**RECORDS SHOWN**:
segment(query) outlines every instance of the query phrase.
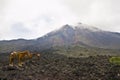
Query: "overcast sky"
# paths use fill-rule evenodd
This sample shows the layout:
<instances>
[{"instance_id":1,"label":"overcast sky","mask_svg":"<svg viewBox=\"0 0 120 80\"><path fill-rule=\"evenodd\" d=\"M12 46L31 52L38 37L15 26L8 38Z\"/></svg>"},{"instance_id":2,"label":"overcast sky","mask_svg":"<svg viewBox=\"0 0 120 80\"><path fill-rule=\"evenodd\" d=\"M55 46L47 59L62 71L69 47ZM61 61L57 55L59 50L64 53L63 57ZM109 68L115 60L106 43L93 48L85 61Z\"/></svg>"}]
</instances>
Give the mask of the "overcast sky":
<instances>
[{"instance_id":1,"label":"overcast sky","mask_svg":"<svg viewBox=\"0 0 120 80\"><path fill-rule=\"evenodd\" d=\"M120 32L120 0L0 0L0 40L34 39L79 22Z\"/></svg>"}]
</instances>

**WHAT IS BEING ASKED**:
Rewrite every line of the material above as a JSON list of strings, one string per line, skipping blank lines. Leave out the picture.

**RESULT BELOW**:
[
  "segment(query) outlines every instance of the query phrase.",
  "Query: \"overcast sky\"",
  "# paths use fill-rule evenodd",
  "This sample shows the layout:",
  "<instances>",
  "[{\"instance_id\":1,\"label\":\"overcast sky\",\"mask_svg\":\"<svg viewBox=\\\"0 0 120 80\\\"><path fill-rule=\\\"evenodd\\\" d=\\\"M12 46L31 52L38 37L15 26L8 38Z\\\"/></svg>\"},{\"instance_id\":2,\"label\":\"overcast sky\",\"mask_svg\":\"<svg viewBox=\\\"0 0 120 80\\\"><path fill-rule=\\\"evenodd\\\" d=\\\"M55 46L47 59L62 71L69 47ZM61 61L57 55L59 50L64 53L63 57ZM109 68L115 60L106 43L93 48L85 61Z\\\"/></svg>\"}]",
  "</instances>",
  "Give the mask of the \"overcast sky\":",
  "<instances>",
  "[{\"instance_id\":1,\"label\":\"overcast sky\",\"mask_svg\":\"<svg viewBox=\\\"0 0 120 80\\\"><path fill-rule=\\\"evenodd\\\" d=\\\"M120 32L120 0L0 0L0 40L34 39L79 22Z\\\"/></svg>\"}]",
  "</instances>"
]